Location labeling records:
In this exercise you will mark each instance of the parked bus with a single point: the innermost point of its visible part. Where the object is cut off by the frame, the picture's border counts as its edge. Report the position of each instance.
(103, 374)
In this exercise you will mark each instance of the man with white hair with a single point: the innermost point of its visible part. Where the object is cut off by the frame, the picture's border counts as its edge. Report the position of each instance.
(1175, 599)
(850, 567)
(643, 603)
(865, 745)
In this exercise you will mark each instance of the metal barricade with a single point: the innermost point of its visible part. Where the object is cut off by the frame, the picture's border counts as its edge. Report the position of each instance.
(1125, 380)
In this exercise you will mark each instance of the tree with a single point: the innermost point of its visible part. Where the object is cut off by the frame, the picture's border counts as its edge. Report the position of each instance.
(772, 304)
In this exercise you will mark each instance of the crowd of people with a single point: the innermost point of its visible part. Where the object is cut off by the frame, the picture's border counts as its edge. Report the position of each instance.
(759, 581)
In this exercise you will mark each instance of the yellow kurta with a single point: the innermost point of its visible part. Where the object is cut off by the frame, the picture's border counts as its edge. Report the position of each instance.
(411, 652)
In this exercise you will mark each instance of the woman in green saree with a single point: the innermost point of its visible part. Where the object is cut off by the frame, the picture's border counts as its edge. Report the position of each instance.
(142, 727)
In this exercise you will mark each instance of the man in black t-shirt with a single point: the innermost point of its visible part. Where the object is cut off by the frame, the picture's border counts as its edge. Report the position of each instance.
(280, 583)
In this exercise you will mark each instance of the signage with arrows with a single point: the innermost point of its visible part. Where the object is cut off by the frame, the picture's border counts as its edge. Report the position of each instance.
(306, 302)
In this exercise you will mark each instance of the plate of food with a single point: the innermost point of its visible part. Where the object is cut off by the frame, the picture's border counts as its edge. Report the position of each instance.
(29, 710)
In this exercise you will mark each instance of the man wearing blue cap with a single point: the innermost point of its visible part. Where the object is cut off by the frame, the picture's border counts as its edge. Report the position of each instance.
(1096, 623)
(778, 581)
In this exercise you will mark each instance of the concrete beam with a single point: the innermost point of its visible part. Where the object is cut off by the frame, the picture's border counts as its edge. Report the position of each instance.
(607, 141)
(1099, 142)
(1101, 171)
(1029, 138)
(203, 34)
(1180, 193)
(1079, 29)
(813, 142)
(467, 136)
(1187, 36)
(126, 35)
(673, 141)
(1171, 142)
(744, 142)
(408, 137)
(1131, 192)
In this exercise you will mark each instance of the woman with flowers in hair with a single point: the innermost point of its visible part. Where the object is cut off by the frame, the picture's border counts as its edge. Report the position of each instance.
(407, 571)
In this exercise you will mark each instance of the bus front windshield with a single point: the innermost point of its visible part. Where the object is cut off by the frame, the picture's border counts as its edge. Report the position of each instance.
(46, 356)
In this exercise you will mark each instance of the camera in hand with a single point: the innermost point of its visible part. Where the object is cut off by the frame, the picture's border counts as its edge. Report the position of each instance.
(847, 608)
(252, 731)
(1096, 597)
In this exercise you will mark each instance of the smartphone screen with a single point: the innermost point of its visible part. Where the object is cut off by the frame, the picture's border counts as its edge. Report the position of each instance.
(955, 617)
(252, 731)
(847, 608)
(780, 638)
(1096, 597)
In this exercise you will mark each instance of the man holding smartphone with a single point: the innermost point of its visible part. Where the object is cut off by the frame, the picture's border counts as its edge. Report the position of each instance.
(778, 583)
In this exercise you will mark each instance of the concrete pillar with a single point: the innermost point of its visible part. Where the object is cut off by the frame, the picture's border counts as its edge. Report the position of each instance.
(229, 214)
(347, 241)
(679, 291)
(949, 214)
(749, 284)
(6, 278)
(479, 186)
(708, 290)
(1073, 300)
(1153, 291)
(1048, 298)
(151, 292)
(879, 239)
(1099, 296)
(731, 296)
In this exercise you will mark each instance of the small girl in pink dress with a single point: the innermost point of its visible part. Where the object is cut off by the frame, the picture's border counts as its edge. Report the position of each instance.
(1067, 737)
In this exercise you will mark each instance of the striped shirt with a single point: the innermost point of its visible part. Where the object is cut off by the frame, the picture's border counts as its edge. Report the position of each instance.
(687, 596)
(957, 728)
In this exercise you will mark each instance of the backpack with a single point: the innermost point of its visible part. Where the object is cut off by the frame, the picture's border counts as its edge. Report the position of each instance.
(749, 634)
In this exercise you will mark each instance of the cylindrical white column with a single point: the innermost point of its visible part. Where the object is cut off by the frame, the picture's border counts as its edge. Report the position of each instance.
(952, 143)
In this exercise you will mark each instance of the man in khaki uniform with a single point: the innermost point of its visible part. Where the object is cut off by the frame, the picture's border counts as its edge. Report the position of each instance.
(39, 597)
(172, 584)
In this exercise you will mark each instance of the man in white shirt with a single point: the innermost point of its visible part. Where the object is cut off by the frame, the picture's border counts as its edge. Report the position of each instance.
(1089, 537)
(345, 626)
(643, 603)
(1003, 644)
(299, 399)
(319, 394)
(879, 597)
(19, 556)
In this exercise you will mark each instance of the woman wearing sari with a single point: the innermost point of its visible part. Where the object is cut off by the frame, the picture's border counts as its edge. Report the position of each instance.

EXERCISE BRIEF:
Write the material out again word for word.

TASK ANSWER:
In this exercise you will mark each instance of the parked bus with a single point: the innermost point of its visible part. Where the object is cut off by the frame, the picture's border counts as its edge. Report the position of each instance.
(103, 374)
In this exercise you will mark each instance of the man with white hair with a single point: the innermost point of its visible part. Where the object is cut off by the frame, the picture's border counts as its edge. Report the position of each instance.
(1175, 599)
(850, 567)
(643, 603)
(865, 745)
In this exercise you will mark each instance of the metal barricade with a single point: the innermost point of its visible part. Where the object is cut off by the frame, the picture's border counts as its edge. Report the position of each instance.
(1125, 380)
In this exercise you will mark each instance of the tree with a single point: the innermost point of its visible part. Where the object is cut off by the frame, the picture's border counts as its edge. Report the position of each instance.
(772, 304)
In this exercise you will mark each instance of the crowd of people with a single point: the innermost point of its visible part. Where the object is cut off by the frame, the picture's border counts as its edge. Report the position of each instance.
(759, 581)
In this exercise you will mark each instance of the yellow kurta with a single point: the innermost point of its visible part. Where the object is cut off by the frame, the picture's border counts as its edge. Report the position of each instance.
(411, 652)
In this exercise you will mark each instance of the woman in green saree with a single point: the innermost point of its visible part. Where the object is cut off by the frame, the picture's border counts as its edge. Report the position of each instance.
(142, 727)
In this exercise you will mark each instance of the man in black t-shirt with a single point: the innermost point of its visible part. Where the object is cut off by the frame, the picture's border counts as its edge. Report the position of each instance.
(280, 583)
In this exercise you will mark each instance of the signage with arrows with a single point: the innermost point of its visible part. Where the object is cut off by the frame, the picture's border counts as its edge. Report the position of each instance.
(306, 302)
In this exercise you will mark each instance of the plate of food with a single point: the innermost point of its visible part. Where the object is cut off by the frame, the picture's border counts as its edge. Report the position of each instance.
(29, 710)
In this exercise you will mark each instance of the man wearing blue cap with a single point: the innermost point of its visible part. Where the object is cut off by the frame, the picture's border counts as its edge. Report the position of each instance.
(1096, 623)
(778, 581)
In this exercise you will mark each instance of the concrete beam with a single point: the innermost point of its visible part. Where the object is cut off by the frame, the picture's border counts as its edge. Report the position of each instance.
(607, 141)
(1099, 142)
(1101, 171)
(1029, 138)
(203, 34)
(1180, 193)
(1079, 29)
(813, 142)
(467, 136)
(1187, 36)
(126, 35)
(673, 141)
(1171, 142)
(744, 142)
(408, 137)
(1131, 192)
In this exercise you will mark each instance of the woman with flowers in hair with a single point: the innermost point of its visible part. Where the object is cut off by the frame, the picture's border counts as its edge. Report the position of each instance.
(407, 571)
In this exercise you will mark each instance of the bus front windshield with a single point: the innermost point of its visible part. Where the object is cut off by the frame, the picture's border counts as its edge. Report the position of each instance.
(46, 356)
In this exercise you will mark each instance of the camera in hand with a single point: the innermost point of its visible part. Where the object is cut off by the frame, the picture's border counts as its edge. Report the position of each instance.
(847, 608)
(252, 731)
(1096, 597)
In this exercise you will mark each instance of the smartphone screen with a single point: the innermost point of its visible part. Where the object is cut off by the frame, the picture's border counts as its edge. Report the position of each instance.
(955, 617)
(252, 731)
(847, 608)
(780, 638)
(1096, 597)
In this exercise you will mark each instance of the man holding smartphone with a single point: the innermost point of its visible part. Where the object is cut off by the frame, the picture's border counts as its edge. Report the position of each instance.
(778, 583)
In this exercise you will mark each instance of the concrete pillar with a single point: the innermost point of its visible part. Where the object is cut off by the frame, the picture's border counts as its edge. Report the position of each instance.
(229, 214)
(347, 241)
(679, 291)
(949, 214)
(749, 284)
(6, 278)
(479, 186)
(708, 290)
(1073, 300)
(1153, 291)
(1048, 298)
(151, 292)
(879, 239)
(1099, 296)
(731, 296)
In this exercise you will mark each instance of the small girl in pink dress with a single point: the innermost point of its visible part. Where the object is cut off by the frame, the picture's border counts as its edge. Report the position of each instance.
(1067, 737)
In this exercise you will mark each instance of the striped shirt with a single point: the innermost point of its visible part. Where the object is cut off by the frame, the picture's border counts as its edge. Report the position of each instance.
(687, 596)
(957, 728)
In this exercise you will mark each instance of the backpack with a single point: the innermost point of its visible part. Where the object is cut off by the frame, the picture's border counts as its edge. Report the position of each instance.
(749, 634)
In this exercise you will mark each instance of the cylindrical white column with a single point: the innermost point of its visible part. Where the object is cut off by the frame, the picture's border counts as its edge. Report the position of each instance.
(952, 143)
In this exercise you will mark each instance of the man in khaki uniform with a single point: the innermost point of its visible part. Where the object is cut off by the frame, the picture's border counts as its edge. Report the position of each instance.
(39, 597)
(172, 584)
In this exercise you will mark each instance of the man in white shirt with a single point: the innermost point of its visible part. Where the object is cut off by the frame, the picture's border counts as its edge. Report the position of each instance.
(1089, 537)
(345, 626)
(643, 603)
(1003, 644)
(299, 399)
(319, 394)
(879, 597)
(19, 556)
In this exercise you will mark each instance of the woman wearing sari with a single point: the innermost point of its visible part. Where the object is cut off by the frame, the picture's border counts as its edge. Report the position of each instance.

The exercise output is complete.